## What is expected
The records below must be transcribed precisely and in full.

BEGIN

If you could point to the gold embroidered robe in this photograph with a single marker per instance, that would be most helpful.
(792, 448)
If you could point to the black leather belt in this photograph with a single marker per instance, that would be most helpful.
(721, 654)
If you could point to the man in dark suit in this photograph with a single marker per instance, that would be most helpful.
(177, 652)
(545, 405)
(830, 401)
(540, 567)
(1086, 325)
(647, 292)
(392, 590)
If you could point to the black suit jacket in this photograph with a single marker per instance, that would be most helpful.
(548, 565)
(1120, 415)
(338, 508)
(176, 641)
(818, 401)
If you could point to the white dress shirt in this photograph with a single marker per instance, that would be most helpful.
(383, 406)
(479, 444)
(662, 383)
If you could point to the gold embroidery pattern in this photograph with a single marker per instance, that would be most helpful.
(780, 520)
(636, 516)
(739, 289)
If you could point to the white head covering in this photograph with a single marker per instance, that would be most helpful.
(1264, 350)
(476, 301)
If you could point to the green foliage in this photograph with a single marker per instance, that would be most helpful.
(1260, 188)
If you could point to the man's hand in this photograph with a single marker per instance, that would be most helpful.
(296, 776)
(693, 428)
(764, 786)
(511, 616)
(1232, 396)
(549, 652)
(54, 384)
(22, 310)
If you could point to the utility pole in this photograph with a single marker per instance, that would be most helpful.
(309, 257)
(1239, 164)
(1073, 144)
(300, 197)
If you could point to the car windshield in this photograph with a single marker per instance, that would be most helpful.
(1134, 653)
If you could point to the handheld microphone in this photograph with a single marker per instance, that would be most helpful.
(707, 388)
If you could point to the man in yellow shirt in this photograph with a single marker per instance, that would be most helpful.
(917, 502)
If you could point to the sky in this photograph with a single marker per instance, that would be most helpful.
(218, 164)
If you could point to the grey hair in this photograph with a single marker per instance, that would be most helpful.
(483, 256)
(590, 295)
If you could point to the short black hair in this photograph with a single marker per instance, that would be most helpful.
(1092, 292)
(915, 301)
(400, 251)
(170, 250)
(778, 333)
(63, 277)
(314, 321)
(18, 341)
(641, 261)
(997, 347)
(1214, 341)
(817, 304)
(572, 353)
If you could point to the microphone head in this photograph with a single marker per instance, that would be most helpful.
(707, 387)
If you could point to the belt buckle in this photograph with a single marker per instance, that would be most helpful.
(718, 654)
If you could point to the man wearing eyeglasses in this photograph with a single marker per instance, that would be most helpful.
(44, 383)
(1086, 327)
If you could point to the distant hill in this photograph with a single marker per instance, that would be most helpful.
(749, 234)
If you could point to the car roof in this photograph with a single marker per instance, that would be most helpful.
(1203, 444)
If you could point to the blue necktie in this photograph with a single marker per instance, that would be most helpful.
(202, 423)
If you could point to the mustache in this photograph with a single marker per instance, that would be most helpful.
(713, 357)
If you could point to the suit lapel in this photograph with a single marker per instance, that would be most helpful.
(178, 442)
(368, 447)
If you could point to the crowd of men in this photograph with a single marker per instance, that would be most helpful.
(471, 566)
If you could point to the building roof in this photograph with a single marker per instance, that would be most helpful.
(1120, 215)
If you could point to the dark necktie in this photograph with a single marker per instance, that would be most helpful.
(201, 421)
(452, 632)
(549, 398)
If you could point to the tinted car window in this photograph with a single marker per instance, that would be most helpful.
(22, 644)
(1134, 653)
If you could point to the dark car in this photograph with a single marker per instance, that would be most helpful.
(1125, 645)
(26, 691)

END

## Response
If you could point to the gold embroidered robe in this photograph with a single marker per instance, that would be most helpful.
(792, 448)
If you could point to the black leather belt in this photograph with a single marker per instance, that would be most helpful.
(721, 654)
If you could point to the man in dark suit in this photograph with a single marker per instance, that would be most helpful.
(177, 652)
(545, 405)
(830, 401)
(540, 567)
(1086, 325)
(647, 292)
(392, 590)
If you could point to the black suit jacket in this photograph with a single marker per instance, that would be most helpful.
(548, 565)
(1120, 415)
(338, 508)
(176, 641)
(818, 401)
If you could point to the white dress shirt in this photograph with a single marker per instance, that would be most helpful.
(383, 406)
(479, 444)
(662, 383)
If you could point to the gold embroidery pattern in this photograph with a single marker per instance, that would be most helpful.
(780, 520)
(636, 516)
(739, 289)
If you could point to the white head covering in this photograph with a single marker per instance, that would be most helpful.
(1264, 350)
(476, 301)
If you could point to the green foliage in this photograph with a single marker per instance, that would be most helpful.
(1260, 188)
If you could point to the man's hand in this photograph with a single marker per instance, that would be most helpful.
(296, 776)
(693, 428)
(764, 786)
(511, 616)
(1232, 396)
(549, 652)
(54, 384)
(22, 310)
If you could point to the utility pole in this photograph with a single marker per instance, that would be most helpful.
(309, 257)
(1239, 164)
(1073, 144)
(300, 197)
If you could point to the car windshield in this photograph with a single marker per instance, that would be most helpful.
(1134, 653)
If you could point to the handheld microphone in this photograph with a single marker per instance, that would be most helpful.
(707, 388)
If you could point to the man in yellow shirt in this photograph with a single marker per instance, that would be most helpful.
(917, 502)
If you could point to the sky in this photograph with a single marker per instance, that would be most helpful.
(218, 164)
If you could point to the grey hair in this photograph with a single marker per instance, that would be most helpful.
(483, 256)
(590, 295)
If you could point to the short black hair in this photograph with a single marker per instance, that would be most helpful.
(1092, 292)
(915, 301)
(400, 251)
(170, 250)
(778, 333)
(63, 277)
(314, 321)
(18, 341)
(641, 261)
(997, 347)
(1214, 341)
(817, 304)
(572, 353)
If you could point to the microphone head in this photograph with a single marker per instance, that would be most helpful.
(707, 387)
If you could point to the belt buckle in this photograph with a single marker per instance, that would be most helpful.
(718, 654)
If you could point to the man wearing eyeglasses in this photograph with a single marker per instance, that would be most helpful.
(44, 383)
(1086, 327)
If you could point to the distant hill in this photograph with a single marker per instance, that would be most helpful.
(749, 234)
If you could point to the car roof in this photograph with a single marker per instance, that would be most helpful.
(1203, 444)
If you could point to the blue necktie in this photograph with a single marker per instance, that would be most helpful.
(202, 423)
If you could point to the mustache in this photograph with a single marker per instance, that would be most helpful.
(713, 357)
If you could point to the suit lapel in this photograph with a single marker per instance, that would be most helpful.
(178, 442)
(368, 447)
If you could point to the crowd of men in this photograph with a single marker per instance, that would be most helpful.
(471, 566)
If you could point to the building roof in this photograph with a single marker per instance, that would be most helpful.
(1120, 215)
If you could point to the dark necktie in this photograph with a single marker per instance, that would be most helpful.
(201, 421)
(452, 632)
(549, 398)
If you could point to the tinted car window in this photograph with a single marker per instance, that would be most helpful.
(22, 644)
(1134, 653)
If you could point to the dark car in this photograph with a single marker per instance, that would be most helpful.
(1125, 645)
(26, 691)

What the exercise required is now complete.